Class prepares for disaster relief trip to Puerto Rico

Students create projects to aid in aftermath of Hurricane Maria

Students+gather+during+a+discussion+session+with+Professor+Rodriguez.+Rodriguez+is+planning+a+third+service+trip+to+Puerto+Rico%2C+this+time+emphasizing+community+engagement.+

Ben Tschetter

Students gather during a discussion session with Professor Rodriguez. Rodriguez is planning a third service trip to Puerto Rico, this time emphasizing community engagement.

By Eunice Alpasan, Staff Writer

Luis Rodriguez, professor in ACES, was in the process of finalizing plans in fall 2017 for a study abroad tour course to bring students to Puerto Rico when Hurricane Maria hit the island.

Rodriguez, who is from Puerto Rico and has family living there, didn’t hear anything from the island for two weeks following the Category 5 hurricane. Not having plans finalized for the trip, he ultimately met with his students to tell them the class was canceled.

But the response he got from his students paved the way for the class to transition from a study abroad tour to a disaster relief project.

“It was really those students themselves who said, ‘Professor, we need to find a way to do something; this is terrible,’” Rodriguez said. “Very quickly, it was just obvious we had to do it.”

The UIUC Puerto Rico Disaster Relief Program is made up of University students and faculty who travel to Puerto Rico to help with disaster relief efforts following the natural disaster.

The agricultural and biological engineering class, ABE 498, has made two trips to Puerto Rico, this past spring and in spring 2018. The class is preparing for its upcoming trip set for winter break.

DATA PROVIDED –

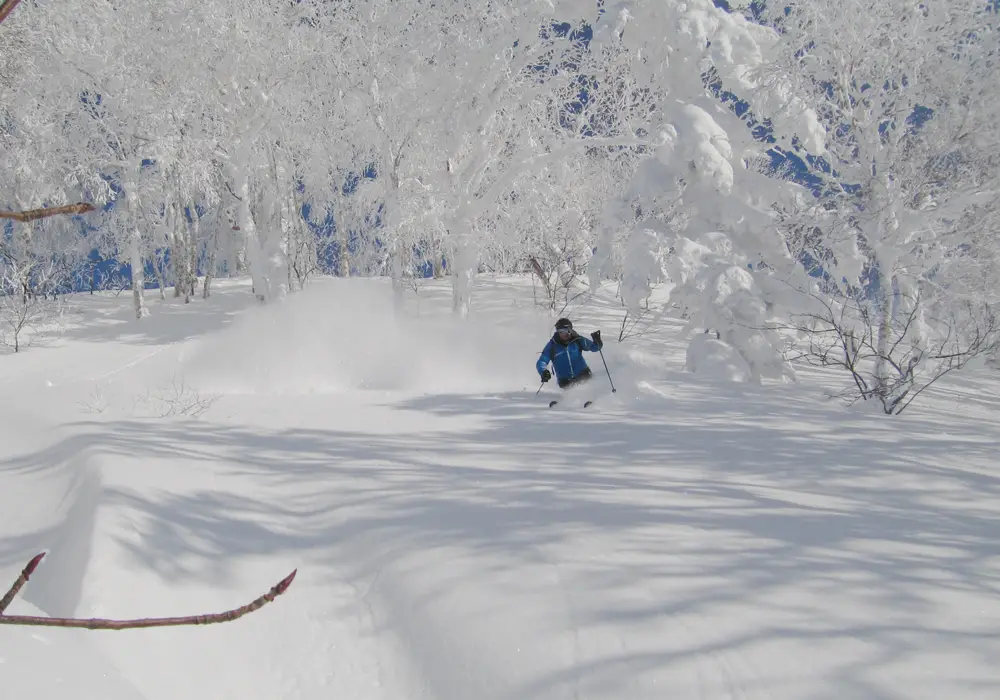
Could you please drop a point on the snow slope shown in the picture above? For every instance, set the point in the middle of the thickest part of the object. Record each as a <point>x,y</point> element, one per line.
<point>454,538</point>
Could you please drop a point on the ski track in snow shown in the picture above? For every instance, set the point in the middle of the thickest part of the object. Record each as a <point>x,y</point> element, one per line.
<point>415,602</point>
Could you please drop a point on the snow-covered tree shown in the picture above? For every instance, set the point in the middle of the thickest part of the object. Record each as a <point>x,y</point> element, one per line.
<point>910,179</point>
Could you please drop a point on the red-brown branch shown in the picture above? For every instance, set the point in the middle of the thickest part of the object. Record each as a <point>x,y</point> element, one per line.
<point>101,624</point>
<point>31,215</point>
<point>6,8</point>
<point>21,580</point>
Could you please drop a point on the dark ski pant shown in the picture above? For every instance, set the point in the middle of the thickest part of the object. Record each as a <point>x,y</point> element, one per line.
<point>578,379</point>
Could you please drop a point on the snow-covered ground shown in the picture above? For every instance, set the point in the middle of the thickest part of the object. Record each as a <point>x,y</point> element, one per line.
<point>457,539</point>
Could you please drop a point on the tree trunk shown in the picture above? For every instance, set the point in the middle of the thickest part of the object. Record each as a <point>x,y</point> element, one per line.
<point>261,285</point>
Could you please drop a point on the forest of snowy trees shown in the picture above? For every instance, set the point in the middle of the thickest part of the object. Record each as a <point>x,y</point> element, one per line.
<point>815,180</point>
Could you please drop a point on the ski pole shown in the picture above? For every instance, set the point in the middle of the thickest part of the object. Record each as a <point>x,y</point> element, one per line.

WORK TO COMPLETE – Continue the news article about the university class preparing a disaster relief trip to Puerto Rico, starting right after its final sentence about the upcoming winter break trip.

RESPONSE TO THE TASK –
Students in the class work on projects related to community engagement, engineering and fundraising in preparation for their trip to Puerto Rico, which occurs at the end of the semester.

Daniela Markazi is a senior in ACES and head of engagement and communications for the UIUC Puerto Rico Disaster Relief Program. She has been on both trips with the class.

She said on the first trip, which occurred six months following the hurricane, she witnessed power outages, broken streetlights, fallen trees and abandoned cars throughout the island. On the second trip, there was still a lot of work that needed to be done. 

“It still isn’t as good as it should be, especially since it’s been two years since the hurricane happened,” Markazi said. “The island should be in much better condition, but unfortunately it isn’t.”

According to Rodriguez, who leads the class, the objective of the first trip was to analyze and assess infrastructure on the island, while the second trip was focused on designing and implementing solutions.

The class is designed to be completely project-based, where students collaborate to set the agenda and lay out their tasks. Rodriguez’s role is to support that effort and help find resources the class needs. 

Some of the engineering projects the class is working on include making microgrids that can offer an energy source for people on the island and removing an invasive flower species called water hyacinths from canals.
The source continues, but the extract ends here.